■ Exercise directions ■
Reproduce the data below with every occurrence of "pixel coordinates" replaced by "image coordinates" and everything else unchanged. Leave out the pictures.

■ Excerpted records ■

○ ○ ○

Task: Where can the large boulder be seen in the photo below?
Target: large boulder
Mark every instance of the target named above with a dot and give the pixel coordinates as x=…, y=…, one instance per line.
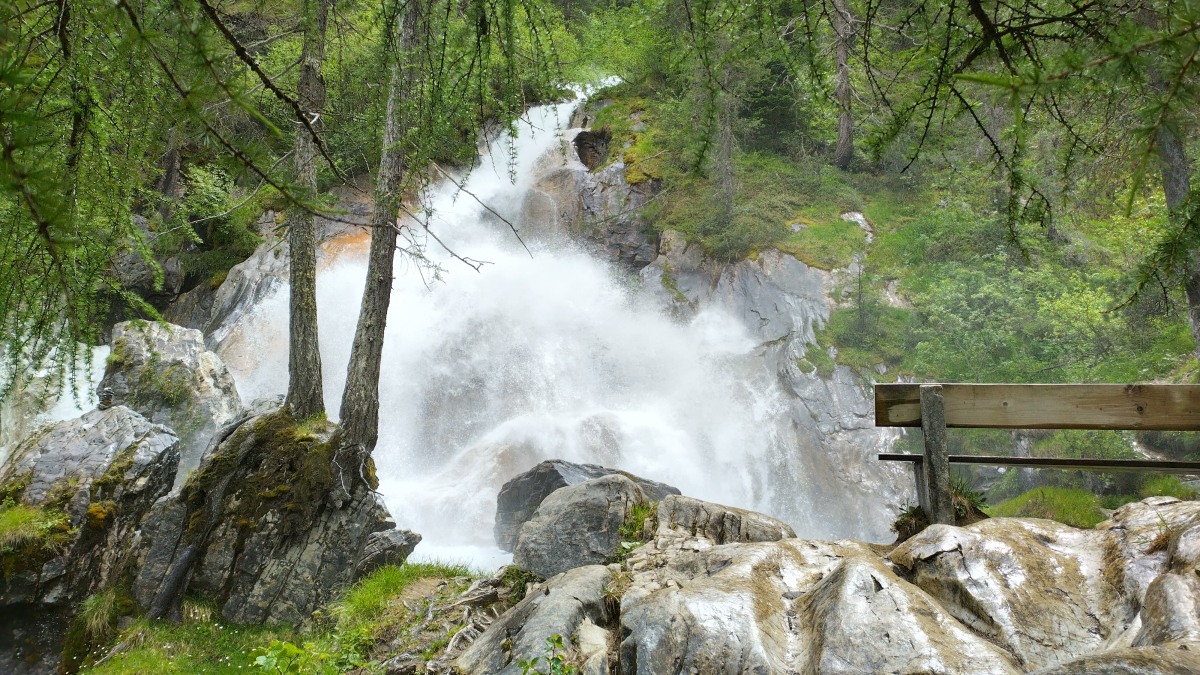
x=720, y=524
x=389, y=547
x=521, y=496
x=724, y=590
x=575, y=195
x=577, y=525
x=76, y=495
x=792, y=605
x=165, y=372
x=271, y=525
x=576, y=605
x=101, y=472
x=1039, y=589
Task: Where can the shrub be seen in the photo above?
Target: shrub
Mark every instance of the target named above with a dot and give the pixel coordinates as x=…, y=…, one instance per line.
x=1071, y=506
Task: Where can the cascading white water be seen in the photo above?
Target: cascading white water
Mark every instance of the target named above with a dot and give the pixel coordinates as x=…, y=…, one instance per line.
x=555, y=354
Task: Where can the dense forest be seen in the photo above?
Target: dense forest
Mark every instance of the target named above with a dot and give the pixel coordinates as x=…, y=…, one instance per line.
x=1024, y=171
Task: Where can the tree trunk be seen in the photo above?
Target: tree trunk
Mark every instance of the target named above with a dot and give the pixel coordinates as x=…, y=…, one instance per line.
x=844, y=154
x=726, y=185
x=1176, y=185
x=305, y=384
x=360, y=400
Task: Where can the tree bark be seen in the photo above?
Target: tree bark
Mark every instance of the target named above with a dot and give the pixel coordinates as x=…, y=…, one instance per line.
x=844, y=154
x=726, y=185
x=305, y=383
x=360, y=400
x=1176, y=186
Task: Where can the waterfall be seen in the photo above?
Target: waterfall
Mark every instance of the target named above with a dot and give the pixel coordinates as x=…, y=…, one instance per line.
x=541, y=353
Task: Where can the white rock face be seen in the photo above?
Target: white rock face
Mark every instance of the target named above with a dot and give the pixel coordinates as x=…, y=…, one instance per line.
x=165, y=372
x=828, y=428
x=1002, y=596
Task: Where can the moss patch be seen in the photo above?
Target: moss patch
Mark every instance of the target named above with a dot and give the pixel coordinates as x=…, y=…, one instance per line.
x=30, y=537
x=286, y=469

○ ○ ○

■ Task output ■
Task: Where can the large boulder be seen in the photo below?
Target: large boulder
Mark every instance of the target named above with a dot and give the image coordinates as x=…, y=…, one instance per line.
x=720, y=524
x=389, y=547
x=521, y=496
x=724, y=590
x=575, y=195
x=577, y=525
x=76, y=495
x=792, y=605
x=165, y=372
x=271, y=525
x=576, y=605
x=101, y=472
x=1039, y=589
Task: Where can the shrub be seen in the photo above?
Target: shrub
Mark every instance of the target named above with a dot and give the image coordinates as x=…, y=…, one instance per line.
x=1071, y=506
Task: Where can the cascading white water be seen in the photo above?
Target: cascading white water
Mark every instance of the target named above with a dot and give the image coordinates as x=…, y=…, one instance per line.
x=555, y=354
Task: Where can the dense forest be seen in the photo above?
Target: dense forest
Mark every instance of the target named above with a dot and give the image coordinates as x=…, y=…, one instance per line.
x=1024, y=171
Task: Where can the tree trunk be seen in the photo above?
Target: tree trunk
Mark every instance of the target named above with a dot and give the image coordinates as x=…, y=…, one instance per line.
x=844, y=154
x=726, y=185
x=1176, y=185
x=305, y=384
x=360, y=400
Task: Where can the tree bark be seen in the photo above?
Target: tree bark
Mark every instance of the target named above with a dot and give the image coordinates as x=…, y=…, one instance per line.
x=844, y=154
x=726, y=185
x=305, y=383
x=360, y=400
x=1176, y=186
Task: Where can the waterfall be seen in the photo above?
Target: waterfall
Mark every instance of the target named above with a dot and give the image coordinates as x=…, y=…, one instance per line.
x=541, y=353
Task: Where can the white rock face be seen in the photo above?
Target: white rock face
Mark every instance of the target named above with a dot and give the image coordinates as x=…, y=…, one instance per line.
x=165, y=372
x=828, y=428
x=1002, y=596
Task: Where can the moss patch be seen in the photo above?
Target: moss patch
Mark every instance of the target named above with a dot and give the image coordinates as x=…, y=…, one instance per line.
x=30, y=537
x=286, y=469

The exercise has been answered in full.